■ WORK TO COMPLETE ■
Whenever the string "rustic" turns up in a line below, that line should be copied.

Source records:
+===+
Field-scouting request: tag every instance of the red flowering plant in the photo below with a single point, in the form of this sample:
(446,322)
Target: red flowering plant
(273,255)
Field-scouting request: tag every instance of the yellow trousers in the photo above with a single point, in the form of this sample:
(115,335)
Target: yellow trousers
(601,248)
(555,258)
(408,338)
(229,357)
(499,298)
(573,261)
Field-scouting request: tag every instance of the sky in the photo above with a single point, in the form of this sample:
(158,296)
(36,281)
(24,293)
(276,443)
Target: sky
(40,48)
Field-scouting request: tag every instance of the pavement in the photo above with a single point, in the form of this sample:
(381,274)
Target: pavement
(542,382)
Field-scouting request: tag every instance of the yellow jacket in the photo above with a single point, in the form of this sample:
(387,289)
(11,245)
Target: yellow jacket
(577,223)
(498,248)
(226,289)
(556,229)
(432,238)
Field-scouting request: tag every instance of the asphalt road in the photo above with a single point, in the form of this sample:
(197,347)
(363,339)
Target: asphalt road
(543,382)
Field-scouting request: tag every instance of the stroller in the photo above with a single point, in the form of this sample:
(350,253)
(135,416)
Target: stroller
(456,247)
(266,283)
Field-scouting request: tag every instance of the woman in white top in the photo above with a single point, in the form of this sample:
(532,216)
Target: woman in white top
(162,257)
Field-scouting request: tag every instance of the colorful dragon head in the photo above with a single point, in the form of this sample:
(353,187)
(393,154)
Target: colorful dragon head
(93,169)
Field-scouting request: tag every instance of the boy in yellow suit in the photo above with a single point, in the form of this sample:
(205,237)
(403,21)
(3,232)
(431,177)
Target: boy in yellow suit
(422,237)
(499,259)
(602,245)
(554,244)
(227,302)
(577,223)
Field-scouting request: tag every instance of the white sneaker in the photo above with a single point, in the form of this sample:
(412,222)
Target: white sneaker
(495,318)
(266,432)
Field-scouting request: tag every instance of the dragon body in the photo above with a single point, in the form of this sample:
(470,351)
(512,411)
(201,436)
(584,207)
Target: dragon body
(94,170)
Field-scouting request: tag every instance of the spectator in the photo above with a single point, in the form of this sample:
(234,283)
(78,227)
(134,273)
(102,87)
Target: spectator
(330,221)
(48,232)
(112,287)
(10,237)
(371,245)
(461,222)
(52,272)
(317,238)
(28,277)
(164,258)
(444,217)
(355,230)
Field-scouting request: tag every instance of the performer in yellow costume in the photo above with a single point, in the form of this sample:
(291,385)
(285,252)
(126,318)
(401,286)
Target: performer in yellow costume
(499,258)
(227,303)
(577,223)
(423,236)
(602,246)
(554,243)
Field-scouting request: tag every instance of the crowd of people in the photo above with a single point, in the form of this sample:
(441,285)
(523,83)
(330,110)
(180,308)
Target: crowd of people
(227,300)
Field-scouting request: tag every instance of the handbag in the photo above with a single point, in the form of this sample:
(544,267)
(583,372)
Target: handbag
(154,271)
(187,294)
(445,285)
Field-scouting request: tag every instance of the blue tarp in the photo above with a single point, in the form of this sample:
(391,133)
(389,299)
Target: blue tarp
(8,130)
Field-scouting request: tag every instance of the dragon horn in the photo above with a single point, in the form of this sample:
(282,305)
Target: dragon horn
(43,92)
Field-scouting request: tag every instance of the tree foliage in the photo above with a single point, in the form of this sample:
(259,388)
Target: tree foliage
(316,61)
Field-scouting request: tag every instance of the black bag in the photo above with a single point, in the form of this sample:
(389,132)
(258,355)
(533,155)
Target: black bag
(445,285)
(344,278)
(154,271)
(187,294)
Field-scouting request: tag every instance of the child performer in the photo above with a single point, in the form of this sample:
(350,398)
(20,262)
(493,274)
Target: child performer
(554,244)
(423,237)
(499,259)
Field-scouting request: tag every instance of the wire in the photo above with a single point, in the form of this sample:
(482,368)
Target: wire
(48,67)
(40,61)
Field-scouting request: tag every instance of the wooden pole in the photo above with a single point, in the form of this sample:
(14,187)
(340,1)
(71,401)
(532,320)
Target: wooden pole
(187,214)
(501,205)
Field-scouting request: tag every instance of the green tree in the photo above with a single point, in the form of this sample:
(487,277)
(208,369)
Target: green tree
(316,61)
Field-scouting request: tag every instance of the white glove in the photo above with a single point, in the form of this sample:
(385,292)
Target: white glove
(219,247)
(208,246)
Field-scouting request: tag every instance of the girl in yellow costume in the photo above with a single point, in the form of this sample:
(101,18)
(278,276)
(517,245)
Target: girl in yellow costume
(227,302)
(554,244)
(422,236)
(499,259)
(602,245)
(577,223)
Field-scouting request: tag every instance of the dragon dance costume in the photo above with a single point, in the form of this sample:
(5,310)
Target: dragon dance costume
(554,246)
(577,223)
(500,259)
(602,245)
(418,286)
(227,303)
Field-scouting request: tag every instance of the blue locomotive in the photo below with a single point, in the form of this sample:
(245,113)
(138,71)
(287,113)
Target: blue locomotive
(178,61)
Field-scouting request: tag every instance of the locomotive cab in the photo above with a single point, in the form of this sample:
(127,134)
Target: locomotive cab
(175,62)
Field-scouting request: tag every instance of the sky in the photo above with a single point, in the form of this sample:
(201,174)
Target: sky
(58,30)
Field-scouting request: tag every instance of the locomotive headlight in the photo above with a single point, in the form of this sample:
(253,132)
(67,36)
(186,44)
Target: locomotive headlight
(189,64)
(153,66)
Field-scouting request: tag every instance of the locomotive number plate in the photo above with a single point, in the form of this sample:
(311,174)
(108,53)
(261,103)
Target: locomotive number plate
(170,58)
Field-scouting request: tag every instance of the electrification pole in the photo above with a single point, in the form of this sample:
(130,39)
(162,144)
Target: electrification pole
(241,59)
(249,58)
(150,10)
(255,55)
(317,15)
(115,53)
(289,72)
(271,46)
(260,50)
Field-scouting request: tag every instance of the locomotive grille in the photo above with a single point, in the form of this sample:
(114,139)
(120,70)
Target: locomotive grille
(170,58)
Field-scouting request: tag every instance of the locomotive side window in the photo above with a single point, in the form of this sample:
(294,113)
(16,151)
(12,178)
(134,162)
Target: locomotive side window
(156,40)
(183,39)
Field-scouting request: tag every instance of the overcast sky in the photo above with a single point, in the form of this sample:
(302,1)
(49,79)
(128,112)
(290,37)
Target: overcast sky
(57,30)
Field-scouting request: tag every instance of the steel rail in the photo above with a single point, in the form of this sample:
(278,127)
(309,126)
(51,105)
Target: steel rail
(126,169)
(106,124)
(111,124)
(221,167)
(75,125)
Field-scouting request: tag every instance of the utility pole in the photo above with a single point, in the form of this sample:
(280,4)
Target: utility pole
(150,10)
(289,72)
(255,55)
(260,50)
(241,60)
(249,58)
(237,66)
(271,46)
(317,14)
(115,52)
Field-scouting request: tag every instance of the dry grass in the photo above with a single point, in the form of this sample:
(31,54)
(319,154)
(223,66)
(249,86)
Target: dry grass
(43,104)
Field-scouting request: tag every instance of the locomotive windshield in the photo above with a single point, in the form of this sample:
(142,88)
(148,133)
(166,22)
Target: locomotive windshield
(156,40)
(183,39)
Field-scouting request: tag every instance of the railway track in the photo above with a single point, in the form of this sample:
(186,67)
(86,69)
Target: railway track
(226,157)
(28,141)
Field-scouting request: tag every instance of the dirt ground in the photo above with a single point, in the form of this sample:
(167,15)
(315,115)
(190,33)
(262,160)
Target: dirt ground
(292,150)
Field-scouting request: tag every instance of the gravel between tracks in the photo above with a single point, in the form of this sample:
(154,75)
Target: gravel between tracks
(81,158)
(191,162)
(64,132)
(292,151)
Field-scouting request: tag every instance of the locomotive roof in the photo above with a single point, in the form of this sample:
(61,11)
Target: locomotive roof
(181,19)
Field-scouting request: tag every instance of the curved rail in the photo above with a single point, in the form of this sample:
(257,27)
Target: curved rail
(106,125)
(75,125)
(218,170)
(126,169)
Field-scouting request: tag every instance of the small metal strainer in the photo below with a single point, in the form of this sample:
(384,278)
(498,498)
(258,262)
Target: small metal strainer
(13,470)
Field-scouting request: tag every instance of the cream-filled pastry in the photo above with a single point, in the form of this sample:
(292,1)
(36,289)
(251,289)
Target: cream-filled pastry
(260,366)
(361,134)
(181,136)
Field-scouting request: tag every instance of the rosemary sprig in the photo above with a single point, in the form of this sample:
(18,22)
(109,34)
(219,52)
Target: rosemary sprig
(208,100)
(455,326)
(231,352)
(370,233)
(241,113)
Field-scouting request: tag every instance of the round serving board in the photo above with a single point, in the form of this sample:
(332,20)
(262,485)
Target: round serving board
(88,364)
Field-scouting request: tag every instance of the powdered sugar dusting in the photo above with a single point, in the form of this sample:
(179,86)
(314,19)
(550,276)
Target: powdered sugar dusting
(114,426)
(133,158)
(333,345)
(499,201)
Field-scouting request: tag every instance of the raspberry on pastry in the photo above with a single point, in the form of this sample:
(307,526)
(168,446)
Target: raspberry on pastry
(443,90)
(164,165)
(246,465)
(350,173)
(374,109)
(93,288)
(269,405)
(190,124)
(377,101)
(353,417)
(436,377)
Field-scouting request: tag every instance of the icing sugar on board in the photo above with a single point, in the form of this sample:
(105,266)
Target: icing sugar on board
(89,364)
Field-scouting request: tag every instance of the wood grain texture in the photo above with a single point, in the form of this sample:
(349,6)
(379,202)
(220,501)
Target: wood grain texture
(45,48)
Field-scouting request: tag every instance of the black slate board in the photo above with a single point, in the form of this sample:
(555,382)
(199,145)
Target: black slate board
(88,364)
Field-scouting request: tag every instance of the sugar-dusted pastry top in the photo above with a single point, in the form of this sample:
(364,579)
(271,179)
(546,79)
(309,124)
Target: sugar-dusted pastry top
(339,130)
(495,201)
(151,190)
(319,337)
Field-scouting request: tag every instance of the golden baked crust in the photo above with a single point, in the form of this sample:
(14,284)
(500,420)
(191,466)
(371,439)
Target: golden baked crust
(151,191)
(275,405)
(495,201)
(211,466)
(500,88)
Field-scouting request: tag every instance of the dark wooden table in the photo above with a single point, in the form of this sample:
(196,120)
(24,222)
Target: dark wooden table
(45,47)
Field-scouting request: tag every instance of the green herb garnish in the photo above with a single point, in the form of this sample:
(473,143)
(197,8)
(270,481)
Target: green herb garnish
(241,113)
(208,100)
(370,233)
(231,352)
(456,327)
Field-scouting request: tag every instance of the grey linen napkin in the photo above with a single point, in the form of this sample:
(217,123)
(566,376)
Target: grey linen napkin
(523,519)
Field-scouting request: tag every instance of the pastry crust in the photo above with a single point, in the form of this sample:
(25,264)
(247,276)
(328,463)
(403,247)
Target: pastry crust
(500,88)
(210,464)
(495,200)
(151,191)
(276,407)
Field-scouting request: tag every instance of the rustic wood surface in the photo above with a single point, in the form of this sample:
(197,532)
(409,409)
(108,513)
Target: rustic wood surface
+===+
■ RESPONSE TO THE EXERCISE ■
Field-scouting request: tag every instance of the rustic wood surface in the photo above with a single point, in the form of this sample:
Target: rustic wood surface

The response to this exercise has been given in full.